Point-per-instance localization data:
<<<<

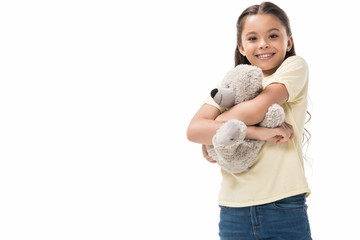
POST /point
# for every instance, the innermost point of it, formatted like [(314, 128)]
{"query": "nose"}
[(214, 92), (264, 44)]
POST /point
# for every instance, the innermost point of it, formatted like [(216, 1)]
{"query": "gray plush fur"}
[(230, 149)]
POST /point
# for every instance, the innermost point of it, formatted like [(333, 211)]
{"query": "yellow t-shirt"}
[(279, 169)]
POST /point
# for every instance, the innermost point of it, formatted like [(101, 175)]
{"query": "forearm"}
[(202, 131), (253, 111), (246, 112)]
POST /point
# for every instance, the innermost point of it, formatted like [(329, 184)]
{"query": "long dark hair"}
[(263, 8), (267, 8)]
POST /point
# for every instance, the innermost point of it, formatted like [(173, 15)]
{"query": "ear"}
[(241, 50), (290, 43)]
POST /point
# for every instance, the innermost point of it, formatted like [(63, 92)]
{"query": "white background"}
[(96, 96)]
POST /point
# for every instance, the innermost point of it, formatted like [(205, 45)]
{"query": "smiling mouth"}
[(265, 56)]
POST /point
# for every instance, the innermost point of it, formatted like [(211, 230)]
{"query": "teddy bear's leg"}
[(243, 158), (229, 136), (274, 117)]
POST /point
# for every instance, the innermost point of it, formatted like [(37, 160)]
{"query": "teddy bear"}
[(231, 150)]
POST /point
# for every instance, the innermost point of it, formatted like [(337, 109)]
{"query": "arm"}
[(253, 111), (203, 127)]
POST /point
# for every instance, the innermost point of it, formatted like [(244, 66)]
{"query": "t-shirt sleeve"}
[(294, 74)]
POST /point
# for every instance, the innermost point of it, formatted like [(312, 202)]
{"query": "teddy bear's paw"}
[(230, 133), (211, 152), (274, 117)]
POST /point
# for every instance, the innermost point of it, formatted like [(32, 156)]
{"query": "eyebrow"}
[(272, 29)]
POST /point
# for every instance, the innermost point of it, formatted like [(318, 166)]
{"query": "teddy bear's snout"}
[(214, 92)]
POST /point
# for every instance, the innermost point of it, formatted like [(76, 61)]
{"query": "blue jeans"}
[(285, 219)]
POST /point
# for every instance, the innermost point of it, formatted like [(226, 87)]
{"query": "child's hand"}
[(280, 134), (206, 155)]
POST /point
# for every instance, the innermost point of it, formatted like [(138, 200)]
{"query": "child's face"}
[(264, 42)]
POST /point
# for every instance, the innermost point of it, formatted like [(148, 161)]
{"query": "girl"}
[(268, 201)]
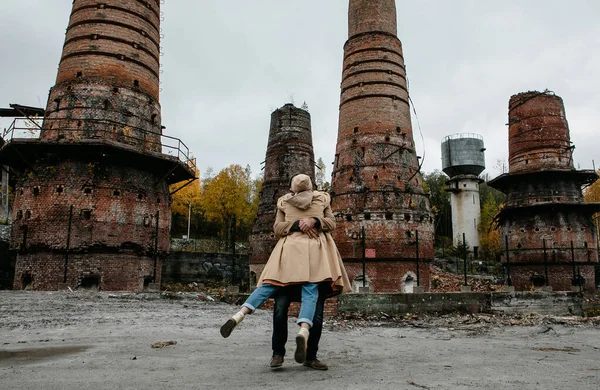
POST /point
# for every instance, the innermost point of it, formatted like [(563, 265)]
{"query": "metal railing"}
[(462, 135), (103, 129)]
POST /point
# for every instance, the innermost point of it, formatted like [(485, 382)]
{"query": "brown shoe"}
[(227, 327), (316, 365), (276, 361), (300, 354)]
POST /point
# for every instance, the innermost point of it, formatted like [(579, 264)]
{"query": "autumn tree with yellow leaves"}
[(230, 201), (592, 194)]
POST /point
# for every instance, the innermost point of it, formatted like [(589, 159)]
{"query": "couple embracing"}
[(305, 262)]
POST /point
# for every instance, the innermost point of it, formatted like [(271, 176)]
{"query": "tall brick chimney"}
[(92, 204), (376, 183), (545, 221), (289, 152)]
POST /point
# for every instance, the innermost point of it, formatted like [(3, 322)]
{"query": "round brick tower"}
[(376, 183), (92, 203), (545, 222), (289, 152)]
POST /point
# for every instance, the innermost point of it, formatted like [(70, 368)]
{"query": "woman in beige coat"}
[(305, 254)]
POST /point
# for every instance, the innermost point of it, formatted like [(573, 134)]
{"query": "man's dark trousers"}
[(282, 299)]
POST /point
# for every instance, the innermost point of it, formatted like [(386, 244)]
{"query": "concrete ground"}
[(75, 340)]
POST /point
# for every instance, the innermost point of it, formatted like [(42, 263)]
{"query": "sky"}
[(226, 65)]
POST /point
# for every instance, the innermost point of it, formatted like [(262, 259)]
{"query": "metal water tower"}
[(463, 160)]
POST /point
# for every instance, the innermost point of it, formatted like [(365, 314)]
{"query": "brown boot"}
[(276, 362), (300, 354), (316, 365)]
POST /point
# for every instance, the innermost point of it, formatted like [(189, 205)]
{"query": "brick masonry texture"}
[(289, 152), (100, 214), (376, 183), (545, 220)]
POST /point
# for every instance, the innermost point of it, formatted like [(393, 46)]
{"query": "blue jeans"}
[(310, 294), (283, 297)]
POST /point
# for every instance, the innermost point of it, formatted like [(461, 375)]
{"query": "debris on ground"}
[(162, 344)]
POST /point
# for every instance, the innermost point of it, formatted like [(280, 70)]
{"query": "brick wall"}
[(44, 271)]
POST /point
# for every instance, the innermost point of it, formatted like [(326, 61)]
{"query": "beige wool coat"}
[(297, 258)]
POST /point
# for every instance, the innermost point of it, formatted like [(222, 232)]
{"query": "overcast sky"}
[(228, 64)]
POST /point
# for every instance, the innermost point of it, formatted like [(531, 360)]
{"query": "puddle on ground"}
[(35, 354)]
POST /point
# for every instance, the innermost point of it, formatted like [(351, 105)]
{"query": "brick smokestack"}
[(289, 152), (538, 133), (92, 203), (376, 182), (544, 204)]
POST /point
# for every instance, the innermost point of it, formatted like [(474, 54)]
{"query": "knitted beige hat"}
[(301, 183)]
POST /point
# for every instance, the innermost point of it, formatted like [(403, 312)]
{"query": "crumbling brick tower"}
[(544, 212), (376, 181), (289, 152), (92, 205)]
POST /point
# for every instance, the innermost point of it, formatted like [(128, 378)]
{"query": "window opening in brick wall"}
[(26, 281), (538, 280), (90, 282), (358, 282), (147, 280), (408, 283)]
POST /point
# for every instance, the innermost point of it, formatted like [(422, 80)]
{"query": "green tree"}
[(435, 184), (489, 231)]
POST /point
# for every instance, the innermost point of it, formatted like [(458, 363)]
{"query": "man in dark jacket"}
[(282, 299)]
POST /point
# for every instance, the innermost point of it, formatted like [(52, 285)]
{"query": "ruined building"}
[(289, 152), (545, 223), (376, 182), (463, 160), (92, 203)]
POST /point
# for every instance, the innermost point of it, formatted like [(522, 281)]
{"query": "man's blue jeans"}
[(283, 298), (310, 294)]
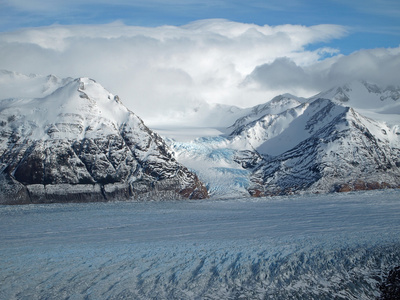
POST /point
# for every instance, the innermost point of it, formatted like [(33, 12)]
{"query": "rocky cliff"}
[(80, 143)]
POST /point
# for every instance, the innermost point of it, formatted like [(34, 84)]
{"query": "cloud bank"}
[(169, 68)]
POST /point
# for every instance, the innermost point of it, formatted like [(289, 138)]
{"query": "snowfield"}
[(337, 246)]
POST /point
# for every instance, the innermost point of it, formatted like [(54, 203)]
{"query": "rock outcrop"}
[(79, 144)]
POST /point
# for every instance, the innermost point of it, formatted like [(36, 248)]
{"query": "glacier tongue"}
[(338, 246)]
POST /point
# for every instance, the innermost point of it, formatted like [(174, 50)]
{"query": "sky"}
[(166, 55)]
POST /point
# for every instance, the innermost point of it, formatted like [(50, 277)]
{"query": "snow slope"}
[(80, 143), (378, 102), (338, 246)]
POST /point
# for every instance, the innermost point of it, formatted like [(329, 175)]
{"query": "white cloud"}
[(169, 67), (375, 65)]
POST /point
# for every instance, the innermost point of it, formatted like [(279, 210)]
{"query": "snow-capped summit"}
[(365, 96), (80, 143), (276, 106), (329, 148)]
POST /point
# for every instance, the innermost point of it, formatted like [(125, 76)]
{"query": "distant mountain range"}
[(71, 140)]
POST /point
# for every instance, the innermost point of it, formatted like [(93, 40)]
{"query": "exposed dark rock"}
[(111, 159)]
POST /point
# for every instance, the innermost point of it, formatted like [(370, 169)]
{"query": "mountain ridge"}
[(80, 143), (286, 145)]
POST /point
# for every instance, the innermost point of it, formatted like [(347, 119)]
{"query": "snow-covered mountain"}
[(80, 143), (293, 145), (379, 102), (74, 137), (329, 148)]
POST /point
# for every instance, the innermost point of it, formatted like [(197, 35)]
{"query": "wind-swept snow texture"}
[(337, 246), (80, 143)]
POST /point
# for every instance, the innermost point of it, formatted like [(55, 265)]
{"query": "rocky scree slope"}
[(80, 143), (323, 147)]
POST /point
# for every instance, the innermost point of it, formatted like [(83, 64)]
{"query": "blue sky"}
[(370, 23), (168, 55)]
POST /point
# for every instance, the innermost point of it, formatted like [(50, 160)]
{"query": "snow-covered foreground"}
[(305, 247)]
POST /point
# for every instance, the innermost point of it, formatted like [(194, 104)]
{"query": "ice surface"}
[(334, 246)]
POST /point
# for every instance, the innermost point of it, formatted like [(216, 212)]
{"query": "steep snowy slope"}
[(372, 100), (17, 85), (329, 148), (80, 143), (276, 106)]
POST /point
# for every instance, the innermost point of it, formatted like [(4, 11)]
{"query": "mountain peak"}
[(80, 143)]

>>>>

WHAT IS BEING ASKED -
Repeat exactly the lines from the first line of the records above through the line containing "like [(312, 202)]", both included. Leave out the pictures.

PROBLEM SOLUTION -
POST /point
# for every instance, the innermost point of it, formatted like [(314, 128)]
{"query": "nose"}
[(214, 92), (264, 44)]
POST /point
# for every instance, the innermost point of it, formatted like [(216, 1)]
{"query": "gray plush fur"}
[(230, 149)]
POST /point
# for every instance, the innermost point of it, formatted like [(333, 211)]
{"query": "yellow t-shirt"}
[(279, 169)]
POST /point
# for every instance, the innermost point of it, formatted like [(101, 175)]
{"query": "forearm"}
[(202, 131), (253, 111), (246, 112)]
POST /point
# for every instance, the innermost point of it, formatted like [(329, 184)]
{"query": "long dark hair"}
[(263, 8), (267, 8)]
POST /point
# for every instance, the innermost point of it, formatted like [(173, 15)]
{"query": "ear"}
[(241, 50), (290, 43)]
POST /point
# for every instance, the innermost point of it, formatted like [(63, 92)]
{"query": "white background"}
[(96, 96)]
POST /point
# for every instance, the innermost point of it, formatted like [(205, 45)]
{"query": "smiling mouth"}
[(265, 56)]
POST /point
# for every instance, the innermost point of it, formatted like [(211, 230)]
{"query": "teddy bear's leg"}
[(243, 158), (229, 136), (274, 117)]
POST /point
# for every instance, the innermost point of it, formatted like [(37, 160)]
{"query": "teddy bear"}
[(231, 150)]
POST /point
# for every instance, the innermost point of it, formatted like [(337, 109)]
{"query": "arm"}
[(253, 111), (203, 127)]
POST /point
# for every instance, the innermost point of it, formatted like [(244, 66)]
{"query": "t-shirt sleeve"}
[(294, 74)]
POST /point
# for every instance, the innermost point of it, formatted like [(312, 202)]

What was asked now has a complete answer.